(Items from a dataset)
<<<<
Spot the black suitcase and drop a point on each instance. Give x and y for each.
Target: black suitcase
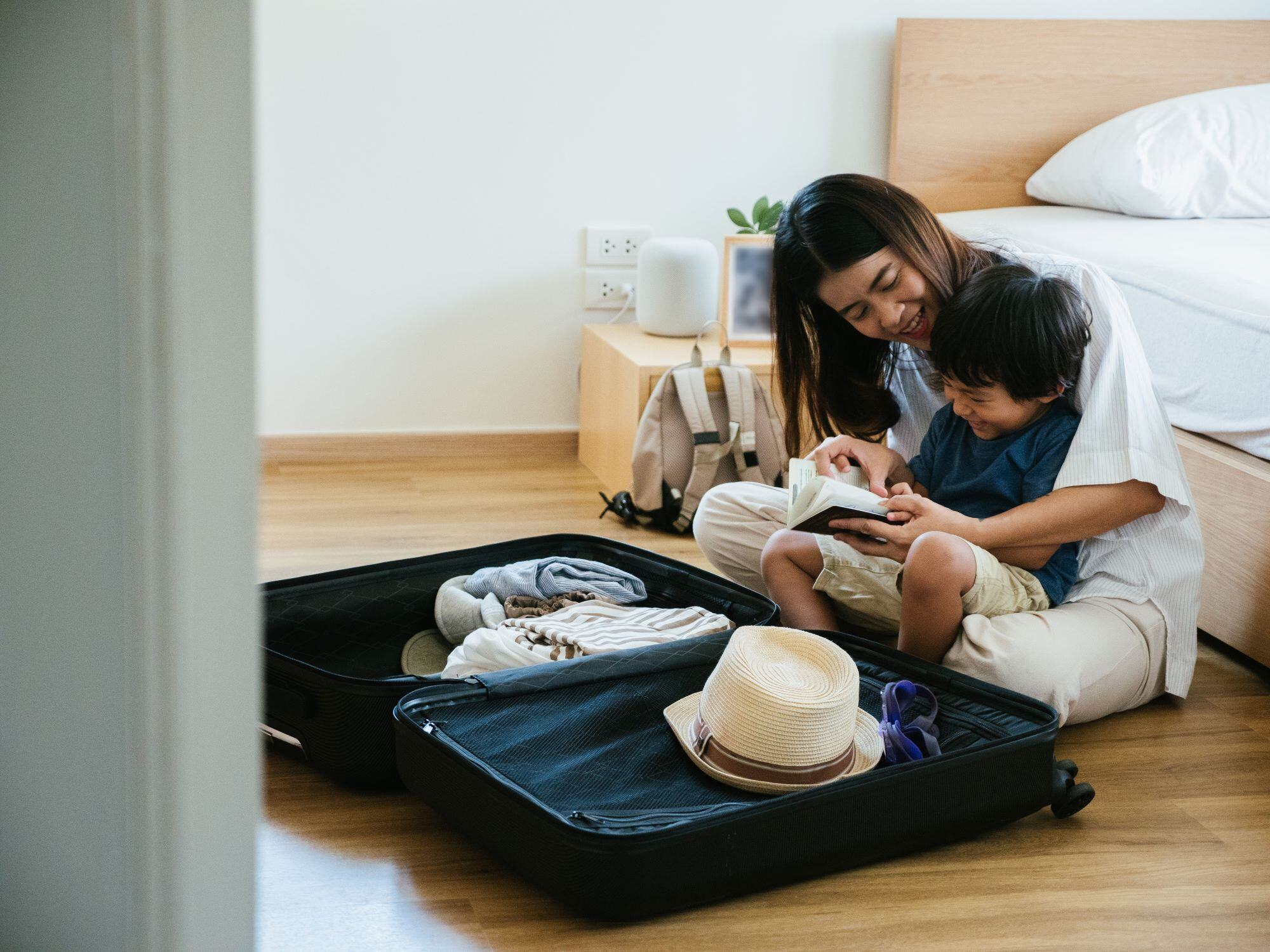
(570, 774)
(333, 642)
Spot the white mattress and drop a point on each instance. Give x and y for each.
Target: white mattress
(1200, 293)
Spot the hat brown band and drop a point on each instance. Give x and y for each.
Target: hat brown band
(712, 752)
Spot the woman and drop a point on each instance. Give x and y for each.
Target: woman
(860, 271)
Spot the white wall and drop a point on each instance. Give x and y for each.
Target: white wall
(130, 626)
(426, 169)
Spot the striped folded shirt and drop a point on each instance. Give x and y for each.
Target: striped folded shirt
(585, 629)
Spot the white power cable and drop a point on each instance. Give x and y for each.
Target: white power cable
(631, 296)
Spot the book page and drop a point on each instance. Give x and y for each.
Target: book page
(813, 496)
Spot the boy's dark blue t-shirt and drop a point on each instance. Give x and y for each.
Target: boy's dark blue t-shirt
(984, 478)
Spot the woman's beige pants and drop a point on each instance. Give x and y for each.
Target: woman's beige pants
(1086, 659)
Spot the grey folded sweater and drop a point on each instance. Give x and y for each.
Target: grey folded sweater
(544, 578)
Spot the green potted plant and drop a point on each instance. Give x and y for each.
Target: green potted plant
(765, 218)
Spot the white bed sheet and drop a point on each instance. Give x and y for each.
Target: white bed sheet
(1200, 293)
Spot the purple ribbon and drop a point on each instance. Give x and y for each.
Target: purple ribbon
(916, 741)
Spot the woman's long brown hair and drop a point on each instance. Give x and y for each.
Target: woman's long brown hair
(832, 375)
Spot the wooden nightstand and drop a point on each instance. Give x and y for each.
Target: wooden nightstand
(620, 367)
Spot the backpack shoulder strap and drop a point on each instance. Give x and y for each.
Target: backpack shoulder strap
(739, 384)
(709, 446)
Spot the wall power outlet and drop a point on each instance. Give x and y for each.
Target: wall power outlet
(615, 246)
(605, 288)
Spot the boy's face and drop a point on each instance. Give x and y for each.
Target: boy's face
(991, 412)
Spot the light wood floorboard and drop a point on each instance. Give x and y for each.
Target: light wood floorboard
(1173, 855)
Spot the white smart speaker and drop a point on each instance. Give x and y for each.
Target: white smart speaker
(676, 286)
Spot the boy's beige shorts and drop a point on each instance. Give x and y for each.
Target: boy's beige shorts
(1086, 659)
(867, 590)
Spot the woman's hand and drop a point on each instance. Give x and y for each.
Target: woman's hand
(910, 517)
(878, 461)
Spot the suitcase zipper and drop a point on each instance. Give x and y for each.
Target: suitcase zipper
(627, 821)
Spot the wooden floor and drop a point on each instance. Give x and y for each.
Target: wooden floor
(1173, 855)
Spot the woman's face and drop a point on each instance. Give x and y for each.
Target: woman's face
(886, 298)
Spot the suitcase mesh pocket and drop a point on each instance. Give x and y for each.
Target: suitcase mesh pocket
(605, 746)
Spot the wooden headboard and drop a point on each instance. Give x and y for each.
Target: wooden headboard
(979, 106)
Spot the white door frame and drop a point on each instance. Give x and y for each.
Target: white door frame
(184, 107)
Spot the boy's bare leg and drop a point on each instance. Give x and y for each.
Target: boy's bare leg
(792, 563)
(938, 572)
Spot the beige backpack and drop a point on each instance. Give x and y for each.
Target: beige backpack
(705, 423)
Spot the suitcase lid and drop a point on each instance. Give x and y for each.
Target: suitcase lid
(586, 741)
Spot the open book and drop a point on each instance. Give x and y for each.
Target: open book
(816, 499)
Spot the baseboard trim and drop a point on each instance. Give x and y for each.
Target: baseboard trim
(358, 447)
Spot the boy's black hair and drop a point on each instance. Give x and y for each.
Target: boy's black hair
(1013, 327)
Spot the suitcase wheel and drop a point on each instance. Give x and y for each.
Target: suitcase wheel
(1069, 798)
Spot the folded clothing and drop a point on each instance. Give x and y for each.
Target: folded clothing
(459, 614)
(533, 607)
(556, 576)
(585, 629)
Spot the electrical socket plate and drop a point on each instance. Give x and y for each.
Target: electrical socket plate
(613, 247)
(605, 288)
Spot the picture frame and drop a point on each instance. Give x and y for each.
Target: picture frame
(746, 291)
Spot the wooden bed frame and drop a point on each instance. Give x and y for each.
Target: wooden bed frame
(979, 106)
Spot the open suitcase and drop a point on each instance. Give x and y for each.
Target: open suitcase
(333, 642)
(570, 774)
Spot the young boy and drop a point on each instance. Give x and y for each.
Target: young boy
(1006, 348)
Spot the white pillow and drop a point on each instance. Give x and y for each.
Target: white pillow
(1205, 155)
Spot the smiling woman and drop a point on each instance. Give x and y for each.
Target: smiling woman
(858, 265)
(862, 272)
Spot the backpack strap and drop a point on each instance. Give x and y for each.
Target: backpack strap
(708, 445)
(739, 384)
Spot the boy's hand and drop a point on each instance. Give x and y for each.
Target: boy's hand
(924, 516)
(899, 517)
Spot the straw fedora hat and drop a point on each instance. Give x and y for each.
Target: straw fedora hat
(780, 713)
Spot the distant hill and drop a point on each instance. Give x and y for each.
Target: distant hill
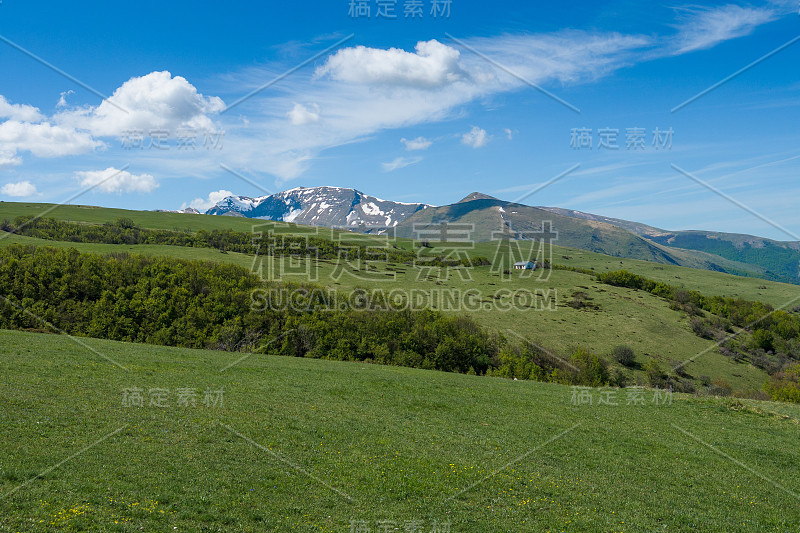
(492, 218)
(774, 260)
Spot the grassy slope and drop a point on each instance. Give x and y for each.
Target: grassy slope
(401, 443)
(635, 318)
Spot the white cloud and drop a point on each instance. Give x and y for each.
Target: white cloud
(301, 114)
(204, 205)
(112, 180)
(476, 137)
(156, 101)
(704, 28)
(420, 143)
(19, 112)
(45, 139)
(9, 159)
(19, 189)
(62, 101)
(433, 65)
(400, 162)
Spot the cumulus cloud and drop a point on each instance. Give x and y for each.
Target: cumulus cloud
(204, 204)
(400, 162)
(19, 189)
(156, 101)
(704, 28)
(420, 143)
(301, 114)
(432, 65)
(9, 159)
(112, 180)
(19, 112)
(475, 138)
(62, 101)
>>>>
Above are the records; reproduce them exactly and leave out the pictures.

Answer for the task:
Spot the black suitcase and drop a point on each instance. Give x and y for each.
Target: black suitcase
(570, 774)
(333, 642)
Spot the white mattress and drop a point on each instance. Give x and y for each.
Target: white mattress
(1200, 293)
Spot the hat brown band and drop a point on each instance. Give x and y for each.
Target: hat brown band
(712, 752)
Spot the woman and drop a point on each instance. Give x and y for each.
Target: woman
(860, 271)
Spot the white wall and drop a point on each instance. Give x and y for each.
Target: white wall
(130, 626)
(426, 169)
Spot the striped folded shirt and drop a point on each instance. Give x and y for each.
Target: striped folded shirt
(585, 629)
Spot the white power cable and drop a point on each instance. Give x and y for each.
Target: white power cable
(631, 296)
Spot the book page and drop a point on each instance. Give x and y for each.
Target: book page
(813, 496)
Spot the boy's dark blue t-shirt and drop a point on each instance. Give x and y for each.
Target: boy's dark blue t-shirt
(984, 478)
Spot the woman's beige pants and drop a point on each instance. Give x and y for each.
Target: woman's beige pants
(1086, 659)
Spot the grey folded sweater and drop a point on each instance. Give x and y for each.
Target: grey folded sweater
(544, 578)
Spot the green potted plant and drop a point on each instance. Give x and y for each.
Target: green potted plant
(765, 218)
Spot the white bed sheet and drop a point on each instance. Give x and y for each.
Target: white bed sheet
(1200, 293)
Spot the purple ribbon and drop a point on each instance. Give x and y for each.
Target: purple ribbon
(916, 741)
Spot the woman's long brown hair and drop a point on each instance. Give x and y for each.
Target: woman's long brown hair
(832, 375)
Spot the wooden nightstand and drop a point on each instance. Give x and y for each.
Target: wooden nightstand
(620, 367)
Spot the backpack shoulder strap and drop a point on each instance. Give x and y for each.
Target: backpack shoulder strap
(739, 384)
(709, 446)
Spot the wall power outlet and drop a point on each instance. Give x and y for each.
Target: wall power outlet
(615, 246)
(605, 288)
Spot the boy's face and drop a point on each instance. Give x and y for each.
Target: boy's face
(991, 412)
Spot the light wood floorboard and drop a point on each instance. Give x and y for each.
Target: light wood floorboard
(1173, 855)
Spot the white smart speaker and drop a point on each instance. Give x and y for each.
Target: white smart speaker
(676, 286)
Spot the boy's beige shorts and drop a point on each instance. Give x and y for each.
Target: boy's beige shorts
(1086, 659)
(867, 590)
Spot the woman's hand and drop a point on each instance. Give x and y for each.
Target: woman's hand
(910, 517)
(878, 461)
Spot the suitcase zipper and drop a point on each instance. Give x and y for each.
Target: suitcase zipper
(627, 821)
Spot the wooden floor and drop a point on each instance. Give x and y for each.
Target: wooden floor
(1173, 855)
Spot the woman's face and drop a point on each instance. Give x and y for each.
Target: woman's face
(886, 298)
Spot the suitcase mesh pocket and drop a point on each instance. Give x and y for each.
Target: suitcase mesh pocket
(605, 746)
Spot the wooden headboard and drop a point on each instance. Give x and y for each.
Target: wooden headboard
(979, 106)
Spot the white door frame and drop a point on each instance. Give x and y for each.
Target: white door frame
(184, 107)
Spot the boy's bare leg and drop a point on each instance. Give x and y for each.
Target: boy's bare leg
(792, 563)
(938, 572)
Spot the beige backpack and drop a point on each instance. Give x and y for each.
Target: beige backpack
(705, 423)
Spot the suitcase lid and drop a point on each instance. Give x and y for each.
Target: suitcase lid
(586, 741)
Spot the open book and drop a point on each instance. Give x and y for each.
Target: open book
(816, 499)
Spot the baseboard trim and drop a point on each instance. Give x and y for each.
Target: baseboard trim
(358, 447)
Spot the boy's black hair and drop a point on each instance. Give x and y for each.
Target: boy's black hair
(1013, 327)
Spot the suitcase wheel and drop a point on each instance. Give x and y for each.
Target: suitcase wheel
(1069, 798)
Spot the folded clothing and drop a point on each instance. Give x and y for each.
Target: folded clothing
(459, 614)
(533, 607)
(556, 576)
(585, 629)
Spot the electrical socket plate and drop a point on each instance. Give x and y for each.
Target: electrical socket plate
(613, 247)
(605, 288)
Spot the picture frame and drop a point on each instance. Give x and y for each.
Target: picture frame
(746, 291)
Spot the wooden bed frame and drop a point on each instance. Give x and y for each.
Target: wooden bed frame
(979, 106)
Spot the open suitcase and drop a point on each instance. Give x and y for each.
Target: open suitcase
(333, 642)
(570, 774)
Spot the young boy and drop a point on each instance. Give x and y for each.
Target: young boy
(1006, 348)
Spot the white pillow and drop a point on each instance. Give x and y for each.
Target: white pillow
(1205, 155)
Spot the smiling woman and drop a point on each instance. Give x and y for each.
Target: smiling woman
(858, 265)
(862, 272)
Spot the backpack strap and drop a point on each instance. Give x and y for each.
Target: backpack strap
(708, 445)
(739, 384)
Spot the boy's hand and drop a point on each instance. Give x and y for each.
Target: boy's hand
(924, 516)
(899, 517)
Spot the straw fedora hat and drop a point on each instance. Give x and y for each.
Target: straw fedora hat
(780, 713)
Spot the distant hill and drop a point on each instance. Give x and y for each.
Target: distant hill
(492, 218)
(774, 260)
Spot the grassy slope and drop a point on each instance. Give x and y for each.
Target: grassy slope
(401, 443)
(635, 318)
Spot the white cloud and drop a point on each instance. Give x and y for each.
Target: white cloud
(301, 114)
(204, 205)
(112, 180)
(476, 137)
(156, 101)
(704, 28)
(420, 143)
(19, 112)
(45, 139)
(9, 159)
(19, 189)
(62, 101)
(433, 65)
(400, 162)
Spot the cumulus cloud and drop a point on each instance. Give x and y for each.
Target: cumulus cloud
(204, 204)
(400, 162)
(19, 189)
(156, 101)
(704, 28)
(420, 143)
(301, 114)
(432, 65)
(9, 159)
(112, 180)
(19, 112)
(475, 138)
(62, 101)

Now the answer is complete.